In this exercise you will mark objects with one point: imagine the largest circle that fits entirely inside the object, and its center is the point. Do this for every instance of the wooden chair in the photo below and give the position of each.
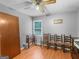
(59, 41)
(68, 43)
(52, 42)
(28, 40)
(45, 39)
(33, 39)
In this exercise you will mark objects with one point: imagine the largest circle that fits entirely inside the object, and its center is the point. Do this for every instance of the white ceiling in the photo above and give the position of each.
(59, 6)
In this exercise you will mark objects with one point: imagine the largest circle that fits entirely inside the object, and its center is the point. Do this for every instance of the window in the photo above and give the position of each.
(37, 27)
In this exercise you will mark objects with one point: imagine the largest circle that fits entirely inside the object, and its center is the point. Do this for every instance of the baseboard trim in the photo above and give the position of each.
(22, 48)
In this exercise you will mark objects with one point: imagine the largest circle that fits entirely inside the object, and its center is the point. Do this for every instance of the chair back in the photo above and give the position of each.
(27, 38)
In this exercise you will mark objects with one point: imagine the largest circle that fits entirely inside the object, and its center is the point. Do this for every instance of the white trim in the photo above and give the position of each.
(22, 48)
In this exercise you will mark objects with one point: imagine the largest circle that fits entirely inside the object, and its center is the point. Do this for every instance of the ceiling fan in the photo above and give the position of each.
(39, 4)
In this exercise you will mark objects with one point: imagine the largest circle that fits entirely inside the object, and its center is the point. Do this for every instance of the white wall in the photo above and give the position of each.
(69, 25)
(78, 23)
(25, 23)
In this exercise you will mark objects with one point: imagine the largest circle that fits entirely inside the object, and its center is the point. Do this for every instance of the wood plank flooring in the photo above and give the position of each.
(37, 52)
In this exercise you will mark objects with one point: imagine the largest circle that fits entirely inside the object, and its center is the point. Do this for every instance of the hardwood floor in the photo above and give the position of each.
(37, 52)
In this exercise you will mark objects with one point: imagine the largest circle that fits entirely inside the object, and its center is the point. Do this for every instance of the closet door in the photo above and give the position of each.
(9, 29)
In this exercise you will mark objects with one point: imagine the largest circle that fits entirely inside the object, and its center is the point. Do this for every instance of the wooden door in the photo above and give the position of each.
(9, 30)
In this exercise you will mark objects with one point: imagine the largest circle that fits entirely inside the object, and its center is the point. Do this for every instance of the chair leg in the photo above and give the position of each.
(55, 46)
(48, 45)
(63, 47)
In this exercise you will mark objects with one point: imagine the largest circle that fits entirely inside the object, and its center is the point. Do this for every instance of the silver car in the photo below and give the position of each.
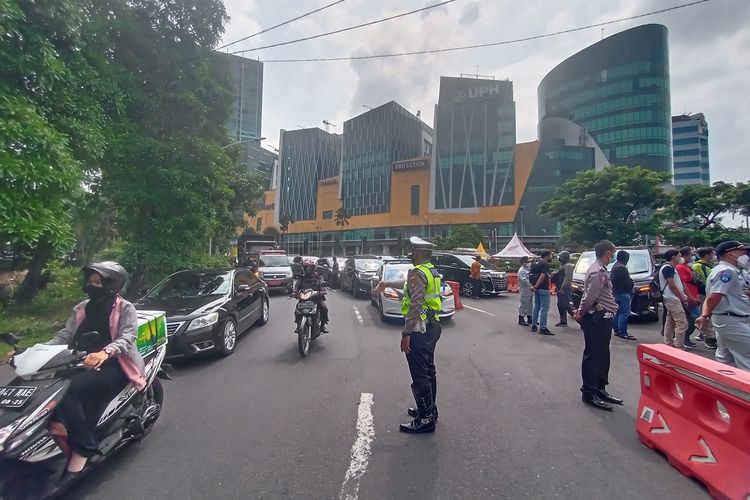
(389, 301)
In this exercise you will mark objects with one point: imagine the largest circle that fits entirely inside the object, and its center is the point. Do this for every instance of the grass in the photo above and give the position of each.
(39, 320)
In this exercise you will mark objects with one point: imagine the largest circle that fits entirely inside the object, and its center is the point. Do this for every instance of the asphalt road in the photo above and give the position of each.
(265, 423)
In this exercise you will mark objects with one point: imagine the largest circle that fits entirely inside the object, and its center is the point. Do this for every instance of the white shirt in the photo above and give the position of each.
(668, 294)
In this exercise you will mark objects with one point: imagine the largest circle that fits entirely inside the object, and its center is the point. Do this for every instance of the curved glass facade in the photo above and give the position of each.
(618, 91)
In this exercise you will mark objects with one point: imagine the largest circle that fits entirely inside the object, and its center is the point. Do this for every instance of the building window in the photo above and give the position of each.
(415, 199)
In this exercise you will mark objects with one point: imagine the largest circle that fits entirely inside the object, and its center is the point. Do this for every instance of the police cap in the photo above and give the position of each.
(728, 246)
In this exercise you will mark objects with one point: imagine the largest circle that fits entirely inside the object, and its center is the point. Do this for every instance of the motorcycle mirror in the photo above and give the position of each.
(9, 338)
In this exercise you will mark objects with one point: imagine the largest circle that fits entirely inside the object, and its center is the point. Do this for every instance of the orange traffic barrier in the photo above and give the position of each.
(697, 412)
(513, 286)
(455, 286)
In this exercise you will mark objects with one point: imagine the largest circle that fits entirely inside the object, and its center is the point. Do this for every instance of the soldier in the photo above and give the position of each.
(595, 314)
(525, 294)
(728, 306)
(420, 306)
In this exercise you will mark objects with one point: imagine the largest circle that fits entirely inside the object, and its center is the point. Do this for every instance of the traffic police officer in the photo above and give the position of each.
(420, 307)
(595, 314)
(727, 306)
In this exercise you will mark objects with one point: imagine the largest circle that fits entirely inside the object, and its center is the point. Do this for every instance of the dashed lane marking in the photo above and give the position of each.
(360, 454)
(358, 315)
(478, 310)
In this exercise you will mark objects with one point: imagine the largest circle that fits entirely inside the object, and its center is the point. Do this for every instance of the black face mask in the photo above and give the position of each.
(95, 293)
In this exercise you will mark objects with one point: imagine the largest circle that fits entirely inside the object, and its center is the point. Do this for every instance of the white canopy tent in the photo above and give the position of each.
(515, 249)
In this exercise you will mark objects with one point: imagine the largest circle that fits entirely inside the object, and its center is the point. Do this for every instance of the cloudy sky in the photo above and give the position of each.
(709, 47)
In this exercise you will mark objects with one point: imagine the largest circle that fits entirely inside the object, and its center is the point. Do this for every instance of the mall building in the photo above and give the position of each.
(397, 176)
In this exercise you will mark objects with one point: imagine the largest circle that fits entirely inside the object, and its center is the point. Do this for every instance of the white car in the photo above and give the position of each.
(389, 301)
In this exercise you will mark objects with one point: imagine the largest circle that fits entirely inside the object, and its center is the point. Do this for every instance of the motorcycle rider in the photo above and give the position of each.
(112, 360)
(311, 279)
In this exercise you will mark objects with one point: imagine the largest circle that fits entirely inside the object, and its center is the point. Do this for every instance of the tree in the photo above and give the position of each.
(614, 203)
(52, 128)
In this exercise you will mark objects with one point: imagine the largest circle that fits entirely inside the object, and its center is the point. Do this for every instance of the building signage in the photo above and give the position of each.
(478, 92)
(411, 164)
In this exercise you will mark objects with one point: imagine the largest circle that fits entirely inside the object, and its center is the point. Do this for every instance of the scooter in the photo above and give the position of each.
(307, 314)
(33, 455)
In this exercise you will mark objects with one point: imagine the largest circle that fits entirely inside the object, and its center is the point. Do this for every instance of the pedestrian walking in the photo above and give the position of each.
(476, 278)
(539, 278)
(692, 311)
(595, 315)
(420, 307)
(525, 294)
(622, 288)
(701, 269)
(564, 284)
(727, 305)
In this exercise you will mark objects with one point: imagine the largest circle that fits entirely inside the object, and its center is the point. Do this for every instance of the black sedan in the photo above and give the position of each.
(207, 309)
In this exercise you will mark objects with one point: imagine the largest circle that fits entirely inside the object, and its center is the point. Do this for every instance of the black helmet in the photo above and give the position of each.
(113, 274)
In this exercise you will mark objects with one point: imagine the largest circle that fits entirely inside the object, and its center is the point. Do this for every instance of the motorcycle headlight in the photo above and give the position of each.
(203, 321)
◇ ◇ ◇
Would you print the material exactly once more, without any of its pictures?

In this exercise you will mark objects with one point: imagine the largest circle that fits entirely inside the object, and its center is the point. Do this for every instance of the wooden chair in the photo below and give the position of each.
(59, 41)
(68, 43)
(52, 42)
(28, 40)
(45, 39)
(33, 39)
In this exercise you will mark objects with one point: imagine the largest circle that fits entirely inside the object, and its center is the point. Do this for every instance of the white ceiling in the photo above and give the position of each.
(59, 6)
In this exercise you will mark objects with one point: imagine the largest circle that fits entirely inside the object, and its center is the point. Do this for every instance of the window in the photo above and give the position of each.
(37, 27)
In this exercise you will mark objects with one point: imagine the largest circle that fits entirely inside the object, and its center is the point. Do this for every instance of the baseboard trim in the photo above and give the position of each.
(22, 48)
In this exercise you will mark objects with one point: imagine the largest circle that fits entirely inside the object, and its center is the point. Do this for every instance of the chair back in the photo above and give the position of each.
(27, 38)
In this exercise you will mark objects with one point: imagine the largest circle that fits entirely inside the object, and its center is the point. Do this for every instance of the white trim in the photo above and give the position of each.
(22, 48)
In this exercise you will mark objects with one point: imagine the largest circle that fits entirely inside the object, and its center is the point. Do this for every instance of the ceiling fan in the photo above and give the position of each.
(39, 4)
In this exercise you will mark objects with one point: imagine the largest circle that fits entirely inside the object, and its center is the point. Do this for every instance of the white wall in the photo above and give the position of each.
(69, 25)
(78, 23)
(25, 23)
In this exercise you will mark objects with one point: imagine the largest circle that fits entirely inside the object, and its center is the point. Do this for every instance of the wood plank flooring in the photo above and give the position of each.
(37, 52)
In this exercise you will mark objects with one point: imagine the largest circle that fits entirely inside the object, and its center is the point. Do this for every instance of the hardwood floor in the photo above and give the position of each.
(37, 52)
In this exercise you will mark objects with one point: imagine the largest circle that fits entirely inside the object, and its center is the point. Do this for every instance of the closet door in the photo above and give the position of each.
(9, 29)
In this exercise you will mark objects with one point: imagine the largest circle that fits entirely inside the object, and its center is the point. Do this for every instance of the wooden door in the photo above and give the position of each.
(9, 30)
In this exercise you will mark objects with one point: imagine the largest circle that fits entirely inside the object, and its center is the point. Do this for every instance of the chair leg in the photo above and give the position of each.
(55, 46)
(48, 45)
(63, 47)
In this exercise you will mark objects with one point: imagine the largest circle that fits entirely inside the object, and its center is the point. Do this for every instance of the silver car in the photo below and give the position of each.
(389, 301)
In this exercise you will mark objects with one point: imagine the largest circle that fits entirely inside the object, and its center is the point. Do this for every instance of the grass in the photo above and give the position of each.
(39, 320)
In this exercise you will mark objects with one point: imagine the largest circle that fits entirely inside the object, and its center is the point. Do this for every instance of the asphalt road in the photo above and give the position of each.
(265, 423)
In this exercise you will mark objects with one point: imagine the largest circle that fits entirely inside the object, and its center is the point. Do this for every instance of the white shirt in the photo above and give the position of each.
(668, 294)
In this exercise you will mark objects with one point: imagine the largest circle that fits entirely inside the object, and its center is the point. Do this for every instance of the curved glass facade in the photo above and give the position of each.
(618, 91)
In this exercise you will mark objects with one point: imagine the largest circle that fits entirely inside the object, and its center is the point. Do this for every instance of the building window in the photo above and give the position of each.
(415, 199)
In this exercise you will mark objects with one point: imagine the largest circle that fits entirely inside the object, and its center is the point. Do this for every instance of the police cap in the photo above and give the position of each.
(728, 246)
In this exercise you will mark objects with one point: imagine the largest circle that fits entirely inside the object, and its center is the point. Do this for every instance of the motorcycle mirror in the photo above and give the position of each.
(9, 338)
In this exercise you will mark objects with one point: imagine the largest circle that fits entirely inside the object, and its center is the point. Do this for every instance of the orange traffic barrier in the photo above and give the position of each.
(697, 412)
(513, 286)
(455, 286)
In this exercise you will mark objects with one point: imagine the largest circle that fits entirely inside the object, and its center is the point. Do this for every instance of the soldier in the photo above and give the position of each.
(595, 314)
(525, 294)
(728, 306)
(420, 306)
In this exercise you will mark objects with one point: imagine the largest circle that fits entirely inside the object, and its center is the point. Do this for every instance of the traffic police officer in the photo above and give the position of each.
(420, 307)
(595, 314)
(727, 306)
In this exercise you will mark objects with one point: imagine the largest circle that fits entirely inside the object, and its center is the point. Do this for every instance of the dashed lane marking in the photo above and give the position of each.
(360, 454)
(358, 315)
(478, 310)
In this exercise you will mark objects with one point: imagine the largest circle that fits entirely inside the object, and its center is the point. Do this for every instance of the black face mask in the photo above and give the position of each.
(95, 293)
In this exercise you will mark objects with one point: imagine the largest circle that fits entirely inside the object, and its center is the point. Do this for every instance of the white canopy tent in the photo above and give the position of each.
(515, 249)
In this exercise you will mark objects with one point: imagine the largest circle that fits entirely inside the object, and its center is the point. Do this for every instance of the cloudy sky in the photo above and give the position of each.
(709, 47)
In this exercise you will mark objects with one point: imagine the largest circle that fits entirely inside the object, and its center is the point. Do this for every instance of the mall building in the photo above and give the position of each.
(397, 176)
In this exercise you will mark objects with one point: imagine the largest circle that fits entirely inside the object, and its center is the point. Do this for every instance of the white car in the photo above and give the position of each.
(389, 301)
In this exercise you will mark objects with one point: imagine the largest circle that fits entirely inside the object, and its center is the point. Do this for every instance of the motorcycle rider in the photo above and give the position of each.
(112, 360)
(311, 279)
In this exercise you will mark objects with one point: imagine the largest circle that fits entirely inside the object, and its center is the point. Do this for every instance of the tree in the photo above and give the position of each.
(614, 203)
(52, 128)
In this exercise you will mark objects with one point: imagine the largest circle that fits entirely inside the object, and its center is the point. Do this for every instance of the building signage in the photo above and give the position of each.
(478, 92)
(411, 164)
In this exercise you will mark objects with one point: imagine the largest circle that fits entirely inside the object, and its center is the point. Do this for every instance of the scooter in the photo above and give the position of each.
(307, 314)
(33, 455)
In this exercise you will mark objects with one point: imagine the largest circle that fits entirely inside the object, and its center is the point. Do this for every instance of the pedestrian walking in the photo above and give the position of each.
(476, 278)
(539, 278)
(692, 311)
(595, 315)
(420, 307)
(525, 294)
(622, 288)
(701, 269)
(564, 284)
(727, 305)
In this exercise you will mark objects with one point: imagine the largest circle that fits entirely inside the object, and its center is the point. Do this for every instance of the black sedan in the photo above and give the position of each.
(207, 309)
In this exercise you will mark objects with one point: imagine the largest circle that fits entirely inside the object, and its center is the point. Do this for every instance of the black helmet in the photo above and give the position of each.
(113, 274)
In this exercise you will mark objects with one point: imagine the largest circle that fits entirely inside the object, and its center is the point. Do this for every instance of the motorcycle headlight in the photo above and give the position of each.
(203, 321)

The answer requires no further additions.